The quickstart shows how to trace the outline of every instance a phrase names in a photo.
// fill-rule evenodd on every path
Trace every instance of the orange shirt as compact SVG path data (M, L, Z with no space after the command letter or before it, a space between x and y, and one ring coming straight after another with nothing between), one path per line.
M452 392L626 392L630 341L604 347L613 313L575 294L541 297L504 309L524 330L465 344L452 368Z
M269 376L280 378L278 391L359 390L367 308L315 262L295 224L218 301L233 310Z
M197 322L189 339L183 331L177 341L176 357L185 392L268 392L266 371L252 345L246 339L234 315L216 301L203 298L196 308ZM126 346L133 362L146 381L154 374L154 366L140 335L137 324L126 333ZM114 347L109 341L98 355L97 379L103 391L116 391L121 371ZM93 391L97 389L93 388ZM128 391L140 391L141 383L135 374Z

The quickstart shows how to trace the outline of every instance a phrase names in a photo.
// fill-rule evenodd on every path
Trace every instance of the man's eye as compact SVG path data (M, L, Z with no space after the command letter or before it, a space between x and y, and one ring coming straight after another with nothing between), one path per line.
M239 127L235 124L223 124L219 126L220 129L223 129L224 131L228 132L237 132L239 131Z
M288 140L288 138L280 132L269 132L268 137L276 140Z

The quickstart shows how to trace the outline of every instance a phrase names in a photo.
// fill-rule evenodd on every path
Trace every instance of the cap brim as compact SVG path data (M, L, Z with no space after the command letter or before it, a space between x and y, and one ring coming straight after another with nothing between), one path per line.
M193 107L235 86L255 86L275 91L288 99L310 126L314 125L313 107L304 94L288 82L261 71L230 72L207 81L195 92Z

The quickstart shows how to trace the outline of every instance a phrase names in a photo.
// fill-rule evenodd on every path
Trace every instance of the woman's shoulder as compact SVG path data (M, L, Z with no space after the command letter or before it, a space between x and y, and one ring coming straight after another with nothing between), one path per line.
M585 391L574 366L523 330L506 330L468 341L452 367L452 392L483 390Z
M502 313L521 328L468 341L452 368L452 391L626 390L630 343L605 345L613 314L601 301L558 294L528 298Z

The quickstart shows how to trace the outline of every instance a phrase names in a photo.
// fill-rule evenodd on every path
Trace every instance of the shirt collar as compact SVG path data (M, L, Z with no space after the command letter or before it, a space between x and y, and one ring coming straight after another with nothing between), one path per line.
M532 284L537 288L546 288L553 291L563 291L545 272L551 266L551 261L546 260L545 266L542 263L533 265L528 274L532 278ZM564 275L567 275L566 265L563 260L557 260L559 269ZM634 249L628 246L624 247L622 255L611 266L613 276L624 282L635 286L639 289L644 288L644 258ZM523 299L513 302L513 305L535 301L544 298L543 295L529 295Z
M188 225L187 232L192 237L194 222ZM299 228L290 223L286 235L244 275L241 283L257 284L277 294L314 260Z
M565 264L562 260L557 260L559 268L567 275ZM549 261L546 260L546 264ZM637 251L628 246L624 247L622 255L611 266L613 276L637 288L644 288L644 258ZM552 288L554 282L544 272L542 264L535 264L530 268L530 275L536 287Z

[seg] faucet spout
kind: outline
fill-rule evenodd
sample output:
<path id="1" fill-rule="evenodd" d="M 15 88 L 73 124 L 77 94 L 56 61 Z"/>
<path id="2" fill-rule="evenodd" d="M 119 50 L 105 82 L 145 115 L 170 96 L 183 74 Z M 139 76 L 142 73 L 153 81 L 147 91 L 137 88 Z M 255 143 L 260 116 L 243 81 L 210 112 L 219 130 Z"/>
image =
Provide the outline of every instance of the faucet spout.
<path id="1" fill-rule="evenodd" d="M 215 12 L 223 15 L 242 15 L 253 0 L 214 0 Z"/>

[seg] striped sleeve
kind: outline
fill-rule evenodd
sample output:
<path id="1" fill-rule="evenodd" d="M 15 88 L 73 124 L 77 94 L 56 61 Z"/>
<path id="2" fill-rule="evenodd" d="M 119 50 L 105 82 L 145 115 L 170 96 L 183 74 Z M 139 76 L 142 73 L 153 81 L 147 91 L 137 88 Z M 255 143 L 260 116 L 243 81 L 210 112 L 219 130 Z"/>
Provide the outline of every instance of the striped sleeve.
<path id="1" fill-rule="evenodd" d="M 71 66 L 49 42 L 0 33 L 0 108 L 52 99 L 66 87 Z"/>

Task statement
The material above is to be transcribed in full, exactly as it appears.

Final answer
The quickstart shows how to trace the outline of every instance a phrase names in a photo.
// fill-rule evenodd on every path
Trace every instance of the orange shirt as compact SVG path data (M, L, Z with no space after the command letter or before it, a space between x and y, and one ring coming straight after another with nothing between), one path per line.
M452 392L626 392L630 341L604 347L613 313L575 294L541 297L504 309L524 330L465 344L452 368Z
M269 376L280 378L278 391L359 390L367 308L315 262L295 224L218 301L233 310Z
M197 322L189 339L183 331L177 341L176 357L185 392L268 392L266 371L252 345L246 339L234 315L216 301L203 298L196 308ZM126 346L133 362L146 381L154 374L154 366L140 335L137 324L126 333ZM114 347L109 341L98 355L97 379L103 391L116 391L121 371ZM93 391L97 389L93 388ZM128 391L140 391L141 383L135 374Z

The quickstart shows how to trace the outline of every instance a phrase names in a photo.
// fill-rule evenodd on every path
Trace every instance of the man's eye as compact SVG path data (M, L, Z with no space after the command letter or before it, a space between x and y, and one ring coming straight after another with nothing between), one path per line.
M239 127L235 124L223 124L219 126L220 129L223 129L224 131L228 132L237 132L239 131Z
M288 140L288 138L280 132L269 132L268 137L276 140Z

The quickstart shows how to trace the outline of every instance a phrase names in a photo.
// fill-rule evenodd on every path
Trace every instance of the cap brim as compact SVG path data (M, L, Z with no space after the command letter or before it, a space between x and y, and one ring coming straight after another with nothing between), one path per line.
M193 107L235 86L255 86L275 91L288 99L310 126L314 125L313 107L304 94L288 82L261 71L230 72L207 81L195 92Z

The quickstart shows how to trace the outline of every instance a phrase names in a photo.
// fill-rule evenodd on every path
Trace every instance of the woman's shoulder as compact SVG path data (M, L, Z with no space after the command letter or before it, a space between x and y, and one ring coming straight after another with nothing between), one path per line.
M585 391L574 366L523 330L506 330L468 341L452 367L452 392L483 390Z
M502 313L521 328L468 341L452 368L452 391L626 390L630 343L605 345L613 314L601 301L558 294L528 298Z

The quickstart shows how to trace the outline of every instance a phrase names in a photo.
// fill-rule evenodd on every path
Trace every instance of the shirt collar as compact SVG path data (M, L, Z with no space after the command letter or before it, a space between x and y, and one ring coming straight after another with nothing between), one path per line.
M532 284L537 288L546 288L553 291L563 291L545 272L551 266L551 261L546 260L545 266L542 263L533 265L528 274L532 278ZM564 275L567 275L566 265L563 260L557 260L559 269ZM634 249L628 246L624 247L622 255L611 266L613 276L624 282L635 286L639 289L644 288L644 258ZM523 299L513 302L513 305L535 301L544 298L543 295L529 295Z
M188 225L187 232L192 237L194 222ZM299 228L290 223L286 235L244 275L241 283L257 284L277 294L314 260Z
M565 264L562 260L557 260L559 268L567 275ZM549 261L546 260L546 264ZM637 251L628 246L624 247L622 255L611 266L613 276L637 288L644 288L644 258ZM552 288L554 282L544 272L542 264L535 264L530 268L530 275L536 287Z

[seg] faucet spout
kind: outline
fill-rule evenodd
sample output:
<path id="1" fill-rule="evenodd" d="M 15 88 L 73 124 L 77 94 L 56 61 Z"/>
<path id="2" fill-rule="evenodd" d="M 119 50 L 105 82 L 145 115 L 170 96 L 183 74 Z M 139 76 L 142 73 L 153 81 L 147 91 L 137 88 Z M 255 143 L 260 116 L 243 81 L 210 112 L 219 130 Z"/>
image =
Provide the outline of every instance of the faucet spout.
<path id="1" fill-rule="evenodd" d="M 215 12 L 223 15 L 242 15 L 253 0 L 214 0 Z"/>

[seg] striped sleeve
kind: outline
fill-rule evenodd
sample output:
<path id="1" fill-rule="evenodd" d="M 15 88 L 73 124 L 77 94 L 56 61 Z"/>
<path id="2" fill-rule="evenodd" d="M 119 50 L 105 82 L 145 115 L 170 96 L 183 74 Z M 139 76 L 142 73 L 153 81 L 147 91 L 137 88 Z M 255 143 L 260 116 L 243 81 L 210 112 L 219 130 Z"/>
Provide the outline of every instance of the striped sleeve.
<path id="1" fill-rule="evenodd" d="M 71 66 L 49 42 L 0 33 L 0 108 L 52 99 L 66 87 Z"/>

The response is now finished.